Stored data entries

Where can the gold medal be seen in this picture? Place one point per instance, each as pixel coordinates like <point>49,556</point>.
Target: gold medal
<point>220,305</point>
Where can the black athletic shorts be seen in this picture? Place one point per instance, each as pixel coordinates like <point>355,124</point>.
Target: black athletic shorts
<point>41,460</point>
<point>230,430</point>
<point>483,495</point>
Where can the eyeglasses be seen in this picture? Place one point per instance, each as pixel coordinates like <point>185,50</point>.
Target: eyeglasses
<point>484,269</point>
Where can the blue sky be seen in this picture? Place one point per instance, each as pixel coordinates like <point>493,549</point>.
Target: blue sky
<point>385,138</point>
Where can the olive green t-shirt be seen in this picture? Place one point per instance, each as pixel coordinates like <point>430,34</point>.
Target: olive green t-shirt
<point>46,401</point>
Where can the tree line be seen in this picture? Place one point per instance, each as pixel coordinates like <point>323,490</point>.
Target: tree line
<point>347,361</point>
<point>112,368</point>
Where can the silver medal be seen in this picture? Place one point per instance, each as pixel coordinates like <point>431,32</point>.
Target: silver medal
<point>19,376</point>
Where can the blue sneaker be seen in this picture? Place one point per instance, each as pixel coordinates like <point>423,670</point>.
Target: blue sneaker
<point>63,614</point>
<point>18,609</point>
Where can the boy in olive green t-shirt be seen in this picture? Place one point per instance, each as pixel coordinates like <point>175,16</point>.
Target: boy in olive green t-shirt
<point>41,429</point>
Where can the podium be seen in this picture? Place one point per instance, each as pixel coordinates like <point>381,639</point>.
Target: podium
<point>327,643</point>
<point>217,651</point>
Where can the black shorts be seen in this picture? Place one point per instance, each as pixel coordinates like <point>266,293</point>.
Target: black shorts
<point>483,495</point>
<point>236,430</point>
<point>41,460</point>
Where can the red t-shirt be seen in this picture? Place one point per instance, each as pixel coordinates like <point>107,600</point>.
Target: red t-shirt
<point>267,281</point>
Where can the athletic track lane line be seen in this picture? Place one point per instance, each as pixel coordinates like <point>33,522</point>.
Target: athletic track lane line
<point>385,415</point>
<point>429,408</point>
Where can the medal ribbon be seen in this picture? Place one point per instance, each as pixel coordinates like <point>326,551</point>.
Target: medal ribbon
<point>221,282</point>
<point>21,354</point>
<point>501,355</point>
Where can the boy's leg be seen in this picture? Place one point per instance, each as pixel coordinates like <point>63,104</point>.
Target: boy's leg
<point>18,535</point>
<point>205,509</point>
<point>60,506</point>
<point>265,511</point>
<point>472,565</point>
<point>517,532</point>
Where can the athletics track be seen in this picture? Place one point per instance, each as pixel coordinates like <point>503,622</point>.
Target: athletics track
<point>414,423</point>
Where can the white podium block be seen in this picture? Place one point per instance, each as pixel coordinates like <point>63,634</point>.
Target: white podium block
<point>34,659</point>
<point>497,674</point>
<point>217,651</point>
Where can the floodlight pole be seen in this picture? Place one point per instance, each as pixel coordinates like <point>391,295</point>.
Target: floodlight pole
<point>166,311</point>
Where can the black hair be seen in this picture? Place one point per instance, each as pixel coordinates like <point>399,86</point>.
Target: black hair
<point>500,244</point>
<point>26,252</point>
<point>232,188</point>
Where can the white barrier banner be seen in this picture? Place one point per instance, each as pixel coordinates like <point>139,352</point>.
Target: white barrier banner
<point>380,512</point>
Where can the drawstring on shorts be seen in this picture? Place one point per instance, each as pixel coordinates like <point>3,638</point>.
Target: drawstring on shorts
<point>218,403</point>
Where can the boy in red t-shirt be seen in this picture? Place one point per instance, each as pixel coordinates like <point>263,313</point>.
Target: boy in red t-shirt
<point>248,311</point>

* WHAT YOU ARE ASKED TO DO: Convert every line of the listing above into a JSON array of strings, with one string per line and any blank lines omitted.

* SOLVED PROBLEM:
[
  "Where can the gold medal be seen in this picture? Place one point per instance, each as pixel coordinates like <point>49,556</point>.",
  "Target: gold medal",
  "<point>220,305</point>",
  "Where can the black athletic shorts be seen in this picture? Place one point per instance, each as pixel coordinates like <point>355,124</point>.",
  "Target: black athletic shorts",
  "<point>41,460</point>",
  "<point>230,430</point>",
  "<point>483,495</point>",
  "Where can the eyeglasses be seen in this picture? Place one point per instance, each as pixel coordinates like <point>185,50</point>.",
  "Target: eyeglasses",
  "<point>484,269</point>",
  "Where can the blue sky be seen in this picture? Place one point per instance, each as pixel coordinates like <point>493,549</point>.",
  "Target: blue sky",
  "<point>385,138</point>",
  "Where can the olive green t-shirt be seen in this picture? Place one point per instance, each as pixel coordinates like <point>430,34</point>.",
  "Target: olive green t-shirt",
  "<point>46,401</point>",
  "Where can the tree line be seen in this picture? Place one point per instance, each as pixel coordinates like <point>323,490</point>.",
  "Target: tree line",
  "<point>347,361</point>",
  "<point>112,368</point>",
  "Where can the silver medal be seen in this picture? Place one point per instance, each as pixel coordinates like <point>431,32</point>.",
  "Target: silver medal",
  "<point>19,376</point>",
  "Where can the blue sneaker be seen in this picture? Place one point per instance, each as pixel coordinates like <point>423,670</point>.",
  "Target: blue sneaker",
  "<point>63,614</point>",
  "<point>18,609</point>",
  "Where can the boy in olive green t-shirt be seen in this picture? Place one point per instance, each as pixel coordinates like <point>175,16</point>.",
  "Target: boy in olive green t-shirt",
  "<point>41,429</point>",
  "Where can the podium be seen in this picture? Place one point per instance, each as pixel coordinates like <point>381,639</point>.",
  "Target: podium",
  "<point>327,643</point>",
  "<point>217,651</point>",
  "Where can the black shorts be seen in this picture? Place one point per instance, each as pixel coordinates like <point>266,293</point>.",
  "Target: black shorts",
  "<point>483,495</point>",
  "<point>236,430</point>",
  "<point>41,460</point>",
  "Where can the red t-shirt be seen in this picture? Place one point per instance, each as pixel coordinates like <point>107,600</point>.",
  "Target: red t-shirt",
  "<point>267,281</point>",
  "Where can the athletic track lane line be seen in this picture? Place one point per instance, each as pixel coordinates like <point>33,522</point>.",
  "Target: athletic track lane line",
  "<point>385,415</point>",
  "<point>429,408</point>",
  "Where can the medal ribbon be seen in this picture? Place one point per instance, each as pixel coordinates like <point>326,551</point>.",
  "Target: medal ribbon",
  "<point>221,282</point>",
  "<point>21,354</point>",
  "<point>501,355</point>",
  "Where can the boy's leg be seen in this picture? Place one point per instance, each as pixel coordinates like <point>63,104</point>.",
  "Target: boy's leg",
  "<point>18,535</point>",
  "<point>205,509</point>",
  "<point>60,506</point>",
  "<point>265,511</point>",
  "<point>472,565</point>",
  "<point>517,532</point>",
  "Where can the athletics track be seen in this picture? Place one point per instance, each as pixel coordinates like <point>503,622</point>.",
  "Target: athletics track",
  "<point>414,423</point>",
  "Where can the white podium block be seen in this picture? Place one point per instance, each as pixel coordinates like <point>63,634</point>.",
  "Target: white podium block",
  "<point>34,659</point>",
  "<point>497,674</point>",
  "<point>217,651</point>",
  "Where can the floodlight pole be seen in this picture? Place one point per instance, each as pixel coordinates like <point>391,295</point>.",
  "Target: floodlight pole",
  "<point>166,311</point>",
  "Where can the black hair be seen in this picture? Place one point per instance, each as pixel coordinates like <point>399,86</point>.",
  "Target: black hair",
  "<point>500,244</point>",
  "<point>26,252</point>",
  "<point>232,188</point>",
  "Where can the white barrier banner be seen in this picture? Place one point per instance, each as pixel coordinates like <point>139,352</point>.",
  "Target: white barrier banner",
  "<point>380,512</point>",
  "Where can the drawstring on shorts be seen in this picture? Place one point per instance, each as pixel coordinates like <point>3,638</point>.",
  "Target: drawstring on shorts",
  "<point>218,403</point>",
  "Where can the boy in red t-shirt be seen in this picture? Place one point per instance, each as pixel coordinates like <point>263,313</point>.",
  "Target: boy in red t-shirt",
  "<point>248,311</point>"
]